*ARTICLE*.
-- BEGIN --

Scherzer Blog

Seven individuals charged by SEC in global warming scheme

The Securities and Exchange Commission (SEC) today charged seven individuals with perpetrating a fraudulent pump-and-dump scheme in the stock of a sham company that purported to provide products and services to fight global warming. The scheme resulted in more than $7 million in illicit profits from the sales of stock in CO2 Tech Ltd. at artificially inflated prices. The company, based in London, touted impressive business relationships and anti-global warming technology innovations, but was found to have no significant assets or operations.

According to the SEC’s complaint filed in U.S. District Court for the Southern District of Florida, the scheme was enacted through Red Sea Management Ltd., a Costa Rican asset protection company that laundered millions of dollars in illicit trading proceeds out of the United States on behalf of its clients. Charged in the in the fraudulent pump-and-dump scheme were: Jonathan R. Curshen, a Florida resident who founded and led Red Sea, David C. Ricci and Ronny Morales Salazar of Costa Rica, who were Red Sea stock traders, Ariav “Eric” Weinbaum and Yitzchak Zigdon of Israel, who were Red Sea clients, Robert L. Weidenbaum, of Florida, who was a stock promoter and operator of CLX & Associates, and Michael S. Krome, a New York lawyer who allegedly wrote a fraudulent opinion letter. Without admitting or denying the allegations in the complaint, Ricci settled the SEC’s charges by agreeing to an injunction against future violations of these provisions and a penny stock bar.

-- END --

*PROVIDED DATA*.
-- BEGIN --

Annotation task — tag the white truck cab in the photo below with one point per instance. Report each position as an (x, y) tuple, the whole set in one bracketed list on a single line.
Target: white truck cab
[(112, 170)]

-- END --

*REQUIREMENT A*.
In the article on the SEC charges, what were the total illicit profits from selling CO2 Tech Ltd. stock?
*REQUIREMENT B*.
Carry on the article about the SEC's global warming fraud charges from its final sentence.

*FINAL ANSWER A*.
More than $7 million.

*FINAL ANSWER B*.
In a related criminal action, charges brought by the Justice Department’s Criminal Division were unsealed today against Curshen, Krome, Salazar, Weidenbaum, Weinbaum, and Zigdon. The defendants were charged variously with conspiracy to commit securities, mail and wire fraud, violating securities regulation laws and obstruction of justice.

Tyson Foods charged with violations of the Foreign Corrupt Practices Act

The Securities and Exchange Commission (SEC) today charged Tyson Foods Inc. with violating the Foreign Corrupt Practices Act (FCPA) by making illicit payments to two Mexican government veterinarians responsible for certifying its Mexican subsidiary’s chicken products for export sales.

The SEC alleged that Tyson de Mexico concealed the improper payments by putting two veterinarians’ wives on its payroll but they performed no work for the company. The spouses were later removed from the payroll and their payments were processed with invoices issued for “services.” Tyson de Mexico paid the veterinarians, who were responsible for certifying Tyson’s chicken products for export and served as official Mexican government veterinarians at Tyson facilities, a total of $100,311. It was not until two years after Tyson Foods officials first learned about the subsidiary’s illicit payments that its counsel instructed Tyson de Mexico to cease making the payments.

The SEC further charged that in connection with these improper payments, Tyson Foods failed to keep accurate books and records and failed to implement a system of effective internal controls to prevent salary payments to phantom employees and the payment of illicit invoices. The improper payments were recorded as legitimate expenses in Tyson de Mexico’s books and records, and included in Tyson de Mexico’s reported financial results for fiscal years 2004, 2005 and 2006. Tyson de Mexico’s financial results were, in turn, a component of Tyson Foods’ consolidated financial statements filed with the SEC for those years.

Without admitting or denying the SEC’s allegations, Tyson Foods consented to the entry of a final judgment ordering disgorgement plus pre-judgment interest of more than $1.2 million and permanently enjoining it from violating the anti-bribery, books and records, and internal controls provisions of the FCPA. The proposed settlement is subject to court approval.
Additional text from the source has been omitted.